** START STORED DATA **

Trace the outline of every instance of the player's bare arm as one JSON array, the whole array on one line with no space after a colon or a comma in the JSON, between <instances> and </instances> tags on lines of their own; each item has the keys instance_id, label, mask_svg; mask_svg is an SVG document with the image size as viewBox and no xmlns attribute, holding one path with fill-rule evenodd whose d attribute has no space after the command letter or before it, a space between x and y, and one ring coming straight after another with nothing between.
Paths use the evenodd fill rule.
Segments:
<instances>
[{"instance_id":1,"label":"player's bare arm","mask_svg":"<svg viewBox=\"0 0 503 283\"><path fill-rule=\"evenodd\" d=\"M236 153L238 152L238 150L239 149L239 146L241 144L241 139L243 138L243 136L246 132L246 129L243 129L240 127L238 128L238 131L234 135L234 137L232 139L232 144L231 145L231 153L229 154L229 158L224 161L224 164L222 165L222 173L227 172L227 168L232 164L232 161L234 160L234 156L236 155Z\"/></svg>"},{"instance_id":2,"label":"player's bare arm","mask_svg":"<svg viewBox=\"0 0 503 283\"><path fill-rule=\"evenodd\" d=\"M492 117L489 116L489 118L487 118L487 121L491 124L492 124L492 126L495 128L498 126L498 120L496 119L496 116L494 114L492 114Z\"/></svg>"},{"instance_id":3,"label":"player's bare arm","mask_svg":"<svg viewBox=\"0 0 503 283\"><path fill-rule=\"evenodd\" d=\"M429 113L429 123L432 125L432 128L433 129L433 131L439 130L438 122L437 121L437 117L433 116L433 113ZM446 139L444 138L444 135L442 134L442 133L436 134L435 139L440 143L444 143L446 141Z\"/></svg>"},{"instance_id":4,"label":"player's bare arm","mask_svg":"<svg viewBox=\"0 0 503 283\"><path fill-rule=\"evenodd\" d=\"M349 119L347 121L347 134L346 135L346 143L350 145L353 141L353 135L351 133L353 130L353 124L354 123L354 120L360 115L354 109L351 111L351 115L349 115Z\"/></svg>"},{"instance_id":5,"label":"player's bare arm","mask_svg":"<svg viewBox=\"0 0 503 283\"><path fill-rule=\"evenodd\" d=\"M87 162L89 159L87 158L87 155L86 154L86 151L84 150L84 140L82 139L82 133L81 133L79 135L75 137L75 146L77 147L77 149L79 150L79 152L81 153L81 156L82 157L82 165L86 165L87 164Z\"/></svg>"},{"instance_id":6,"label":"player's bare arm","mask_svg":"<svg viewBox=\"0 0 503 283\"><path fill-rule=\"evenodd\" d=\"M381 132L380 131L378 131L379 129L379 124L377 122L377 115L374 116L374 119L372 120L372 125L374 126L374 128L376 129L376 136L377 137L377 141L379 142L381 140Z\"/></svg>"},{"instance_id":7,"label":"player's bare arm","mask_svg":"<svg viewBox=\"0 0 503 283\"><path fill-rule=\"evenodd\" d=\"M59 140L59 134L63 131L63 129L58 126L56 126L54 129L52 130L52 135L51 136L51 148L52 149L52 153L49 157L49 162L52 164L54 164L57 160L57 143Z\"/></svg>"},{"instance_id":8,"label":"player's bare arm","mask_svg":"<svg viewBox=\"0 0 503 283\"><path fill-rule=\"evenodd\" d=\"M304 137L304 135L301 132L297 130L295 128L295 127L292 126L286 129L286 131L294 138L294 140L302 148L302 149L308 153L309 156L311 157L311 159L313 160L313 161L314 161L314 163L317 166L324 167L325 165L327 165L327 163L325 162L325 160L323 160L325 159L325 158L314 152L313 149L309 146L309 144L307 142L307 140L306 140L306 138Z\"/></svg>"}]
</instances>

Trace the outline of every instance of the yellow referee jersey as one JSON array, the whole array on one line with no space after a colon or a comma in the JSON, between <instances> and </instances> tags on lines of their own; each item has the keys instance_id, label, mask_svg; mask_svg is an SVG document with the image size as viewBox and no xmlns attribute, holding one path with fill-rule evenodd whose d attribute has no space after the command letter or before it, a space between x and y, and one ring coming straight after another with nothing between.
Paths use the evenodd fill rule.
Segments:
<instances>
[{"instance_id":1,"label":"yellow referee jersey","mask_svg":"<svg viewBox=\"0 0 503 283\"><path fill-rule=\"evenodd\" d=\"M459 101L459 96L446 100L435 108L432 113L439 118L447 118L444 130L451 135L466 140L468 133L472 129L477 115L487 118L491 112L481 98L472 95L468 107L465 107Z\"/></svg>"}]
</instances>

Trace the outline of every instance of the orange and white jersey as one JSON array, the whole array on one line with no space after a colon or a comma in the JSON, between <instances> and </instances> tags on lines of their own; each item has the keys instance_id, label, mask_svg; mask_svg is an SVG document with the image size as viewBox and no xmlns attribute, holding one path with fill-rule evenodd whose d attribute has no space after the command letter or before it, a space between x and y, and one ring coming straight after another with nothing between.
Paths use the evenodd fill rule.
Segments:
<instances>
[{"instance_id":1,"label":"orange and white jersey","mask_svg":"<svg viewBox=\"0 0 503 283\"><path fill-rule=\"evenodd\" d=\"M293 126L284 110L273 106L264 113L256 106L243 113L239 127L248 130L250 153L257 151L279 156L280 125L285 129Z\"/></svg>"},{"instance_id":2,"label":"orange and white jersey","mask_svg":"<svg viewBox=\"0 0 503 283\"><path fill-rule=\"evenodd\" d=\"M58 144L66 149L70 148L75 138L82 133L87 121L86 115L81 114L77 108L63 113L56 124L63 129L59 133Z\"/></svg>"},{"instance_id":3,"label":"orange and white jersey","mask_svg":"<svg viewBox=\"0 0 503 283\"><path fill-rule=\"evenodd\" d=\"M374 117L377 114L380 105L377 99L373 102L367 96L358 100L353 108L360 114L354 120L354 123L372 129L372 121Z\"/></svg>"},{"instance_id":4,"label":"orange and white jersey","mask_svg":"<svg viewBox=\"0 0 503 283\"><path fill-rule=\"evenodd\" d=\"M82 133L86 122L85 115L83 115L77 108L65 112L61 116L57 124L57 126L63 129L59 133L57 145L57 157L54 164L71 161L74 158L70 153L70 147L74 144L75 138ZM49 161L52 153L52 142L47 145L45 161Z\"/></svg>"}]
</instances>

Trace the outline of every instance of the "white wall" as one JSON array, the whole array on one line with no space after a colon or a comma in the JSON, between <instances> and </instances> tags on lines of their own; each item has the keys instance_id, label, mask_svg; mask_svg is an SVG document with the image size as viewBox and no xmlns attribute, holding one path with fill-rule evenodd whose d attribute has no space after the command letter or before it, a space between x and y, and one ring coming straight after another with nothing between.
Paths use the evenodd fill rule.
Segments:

** END STORED DATA **

● **OBJECTIVE**: Retype the material in full. Each word must match.

● **EXERCISE ANSWER**:
Trace the outline of every instance of the player's bare arm as one JSON array, the whole array on one line with no space after a colon or a comma in the JSON, between <instances> and </instances> tags on lines of their own; each item has the keys instance_id, label, mask_svg; mask_svg is an SVG document with the image size as viewBox and no xmlns attribute, holding one path with fill-rule evenodd whose d attribute has no space after the command letter or before it, a space between x and y, and one ring coming straight after another with nothing between.
Paths use the evenodd fill rule.
Segments:
<instances>
[{"instance_id":1,"label":"player's bare arm","mask_svg":"<svg viewBox=\"0 0 503 283\"><path fill-rule=\"evenodd\" d=\"M236 153L238 152L238 150L239 149L239 146L241 144L241 139L243 138L243 136L246 132L246 129L243 129L240 127L238 128L238 131L234 135L234 137L232 139L232 144L231 145L231 153L229 154L229 158L224 161L224 164L222 165L222 173L227 172L227 168L232 164L232 161L234 160L234 156L236 155Z\"/></svg>"},{"instance_id":2,"label":"player's bare arm","mask_svg":"<svg viewBox=\"0 0 503 283\"><path fill-rule=\"evenodd\" d=\"M492 117L489 116L489 118L487 118L487 121L491 124L492 124L492 126L495 128L498 126L498 120L496 119L496 116L494 114L492 114Z\"/></svg>"},{"instance_id":3,"label":"player's bare arm","mask_svg":"<svg viewBox=\"0 0 503 283\"><path fill-rule=\"evenodd\" d=\"M429 113L429 123L432 125L432 128L433 129L433 131L439 130L438 122L437 121L437 117L433 116L433 113ZM446 139L444 138L444 135L442 134L442 133L436 134L435 139L440 143L444 143L446 141Z\"/></svg>"},{"instance_id":4,"label":"player's bare arm","mask_svg":"<svg viewBox=\"0 0 503 283\"><path fill-rule=\"evenodd\" d=\"M349 119L347 121L347 134L346 135L346 143L350 145L353 141L353 135L351 133L353 130L353 124L354 123L354 120L360 115L354 109L351 111L351 115L349 115Z\"/></svg>"},{"instance_id":5,"label":"player's bare arm","mask_svg":"<svg viewBox=\"0 0 503 283\"><path fill-rule=\"evenodd\" d=\"M87 162L89 159L87 158L87 155L86 154L86 151L84 150L84 140L82 139L82 133L81 133L79 135L75 137L75 146L77 147L77 149L79 150L79 152L81 153L81 156L82 157L82 165L86 165L87 164Z\"/></svg>"},{"instance_id":6,"label":"player's bare arm","mask_svg":"<svg viewBox=\"0 0 503 283\"><path fill-rule=\"evenodd\" d=\"M381 132L380 131L378 131L379 129L379 124L377 122L377 115L374 116L374 119L372 120L372 125L374 126L374 128L376 129L376 136L377 137L377 141L379 142L381 140Z\"/></svg>"},{"instance_id":7,"label":"player's bare arm","mask_svg":"<svg viewBox=\"0 0 503 283\"><path fill-rule=\"evenodd\" d=\"M59 140L59 134L63 131L63 129L58 126L56 126L54 129L52 130L52 135L51 136L51 148L52 149L52 153L49 157L49 162L52 164L54 164L57 160L57 143Z\"/></svg>"},{"instance_id":8,"label":"player's bare arm","mask_svg":"<svg viewBox=\"0 0 503 283\"><path fill-rule=\"evenodd\" d=\"M304 137L304 135L301 132L297 130L295 128L295 127L292 126L286 129L286 131L294 138L294 140L302 148L302 149L308 153L309 156L311 157L311 159L313 160L313 161L314 161L314 163L317 166L324 167L325 165L327 165L327 163L325 162L325 160L323 160L325 159L325 158L314 152L313 149L309 146L309 144L307 142L307 140L306 140L306 138Z\"/></svg>"}]
</instances>

Trace the outline of every instance of the yellow referee jersey as one JSON array, the whole array on one line with no space after a colon or a comma in the JSON, between <instances> and </instances> tags on lines of their own; each item has the keys instance_id, label, mask_svg; mask_svg is an SVG document with the image size as viewBox and no xmlns attribute, holding one path with fill-rule evenodd whose d attribute has no space after the command letter or before it, a space between x and y, and one ring coming straight after another with nothing between.
Paths use the evenodd fill rule.
Segments:
<instances>
[{"instance_id":1,"label":"yellow referee jersey","mask_svg":"<svg viewBox=\"0 0 503 283\"><path fill-rule=\"evenodd\" d=\"M459 101L459 96L446 100L435 108L432 113L439 118L447 118L444 130L451 135L466 140L468 133L472 129L477 115L487 118L491 112L481 98L472 95L468 107L465 107Z\"/></svg>"}]
</instances>

Trace the outline of every instance of the orange and white jersey as one JSON array, the whole array on one line with no space after a colon or a comma in the JSON, between <instances> and </instances> tags on lines of their own; each item has the keys instance_id, label, mask_svg; mask_svg is an SVG document with the image size as viewBox and no xmlns attribute, holding one path with fill-rule evenodd whose d attribute has no space after the command letter or before it, a space between x and y, and one ring coming straight after another with nothing between.
Paths use the evenodd fill rule.
Segments:
<instances>
[{"instance_id":1,"label":"orange and white jersey","mask_svg":"<svg viewBox=\"0 0 503 283\"><path fill-rule=\"evenodd\" d=\"M293 126L284 110L273 106L264 113L256 106L243 113L239 127L248 130L250 153L257 151L279 156L280 125L285 129Z\"/></svg>"},{"instance_id":2,"label":"orange and white jersey","mask_svg":"<svg viewBox=\"0 0 503 283\"><path fill-rule=\"evenodd\" d=\"M58 144L66 149L70 148L75 138L82 133L87 121L86 115L81 114L77 108L63 113L56 124L63 129L59 133Z\"/></svg>"},{"instance_id":3,"label":"orange and white jersey","mask_svg":"<svg viewBox=\"0 0 503 283\"><path fill-rule=\"evenodd\" d=\"M374 117L377 114L380 105L377 99L373 102L367 96L358 100L353 108L360 114L354 120L354 123L372 129L372 121Z\"/></svg>"},{"instance_id":4,"label":"orange and white jersey","mask_svg":"<svg viewBox=\"0 0 503 283\"><path fill-rule=\"evenodd\" d=\"M82 133L86 122L85 115L83 115L77 108L65 112L61 116L57 124L57 126L63 129L59 133L57 145L57 157L54 164L71 161L74 158L70 153L70 147L74 144L75 138ZM49 161L52 153L52 142L47 145L45 161Z\"/></svg>"}]
</instances>

Trace the outline of every instance of the "white wall" as one JSON array, the whole array on one line with no space after a colon or a comma in the JSON, between <instances> and </instances> tags on lines of their own; each item has the keys instance_id, label, mask_svg; mask_svg is an SVG document with the image size as viewBox and no xmlns attribute, holding one path with fill-rule evenodd whose d attribute has no space after the command letter or before it, a space between x and y, and one ring coming straight after another with nothing between.
Paths use the evenodd fill rule.
Segments:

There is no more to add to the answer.